◆ TASK: Look in the data below for the line that contains "Trace the outline of every instance of the green". Copy that line and the remaining lines exactly.

Segmentation mask data
+---+

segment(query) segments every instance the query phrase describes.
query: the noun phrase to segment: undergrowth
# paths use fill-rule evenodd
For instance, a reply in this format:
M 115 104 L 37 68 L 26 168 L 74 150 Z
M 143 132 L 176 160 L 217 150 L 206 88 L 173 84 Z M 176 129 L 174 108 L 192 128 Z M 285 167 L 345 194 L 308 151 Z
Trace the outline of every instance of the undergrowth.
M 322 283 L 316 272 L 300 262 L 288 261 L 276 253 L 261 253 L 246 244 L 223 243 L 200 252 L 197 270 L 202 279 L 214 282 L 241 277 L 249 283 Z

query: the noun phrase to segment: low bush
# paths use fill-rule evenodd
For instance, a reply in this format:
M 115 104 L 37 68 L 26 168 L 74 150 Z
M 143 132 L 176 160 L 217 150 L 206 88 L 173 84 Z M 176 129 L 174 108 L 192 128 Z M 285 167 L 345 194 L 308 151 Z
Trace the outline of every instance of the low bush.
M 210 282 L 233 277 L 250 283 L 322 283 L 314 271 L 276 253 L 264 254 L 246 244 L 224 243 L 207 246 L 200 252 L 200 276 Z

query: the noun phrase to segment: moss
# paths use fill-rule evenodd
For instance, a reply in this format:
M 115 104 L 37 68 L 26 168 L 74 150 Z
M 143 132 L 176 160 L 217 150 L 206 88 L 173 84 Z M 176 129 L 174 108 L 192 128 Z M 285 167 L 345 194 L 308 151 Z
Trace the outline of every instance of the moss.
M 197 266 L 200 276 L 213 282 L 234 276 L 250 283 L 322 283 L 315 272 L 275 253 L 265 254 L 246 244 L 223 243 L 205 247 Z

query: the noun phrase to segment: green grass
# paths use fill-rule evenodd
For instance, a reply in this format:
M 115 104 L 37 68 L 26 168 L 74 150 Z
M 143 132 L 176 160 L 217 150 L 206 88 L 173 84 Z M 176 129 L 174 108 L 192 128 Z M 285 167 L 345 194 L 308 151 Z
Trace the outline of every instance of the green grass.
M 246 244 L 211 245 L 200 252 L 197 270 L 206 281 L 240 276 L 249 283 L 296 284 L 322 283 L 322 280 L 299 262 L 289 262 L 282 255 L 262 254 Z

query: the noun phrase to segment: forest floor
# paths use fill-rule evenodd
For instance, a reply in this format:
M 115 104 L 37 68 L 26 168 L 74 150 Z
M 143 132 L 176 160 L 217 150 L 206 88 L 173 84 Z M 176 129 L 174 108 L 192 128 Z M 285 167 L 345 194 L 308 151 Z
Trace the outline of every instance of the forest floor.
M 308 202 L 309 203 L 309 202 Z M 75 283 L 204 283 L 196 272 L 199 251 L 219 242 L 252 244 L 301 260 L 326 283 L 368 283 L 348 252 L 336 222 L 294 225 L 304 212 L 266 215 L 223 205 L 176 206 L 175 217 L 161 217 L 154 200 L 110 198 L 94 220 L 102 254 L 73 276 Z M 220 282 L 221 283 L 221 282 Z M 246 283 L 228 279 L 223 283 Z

+---+

◆ YOUR SOLUTION:
Trace the outline of every instance of the green grass.
M 246 244 L 211 245 L 200 252 L 197 270 L 206 281 L 240 276 L 249 283 L 296 284 L 322 283 L 322 280 L 299 262 L 289 262 L 282 255 L 262 254 Z

query: the noun phrase to segment: forest floor
# paths use fill-rule evenodd
For instance, a reply in this format:
M 115 104 L 37 68 L 26 168 L 74 150 Z
M 143 132 L 176 160 L 217 150 L 206 88 L 173 84 Z M 176 129 L 174 108 L 192 128 Z M 285 167 L 345 194 L 308 151 Z
Trace the outline of every instance of the forest floor.
M 308 202 L 309 203 L 309 202 Z M 75 283 L 204 283 L 196 272 L 199 251 L 219 242 L 252 244 L 301 260 L 326 283 L 368 283 L 348 252 L 336 222 L 294 225 L 304 212 L 266 215 L 223 205 L 176 206 L 175 217 L 161 217 L 154 200 L 110 198 L 94 220 L 102 254 L 73 276 Z M 220 282 L 221 283 L 221 282 Z M 246 283 L 228 279 L 223 283 Z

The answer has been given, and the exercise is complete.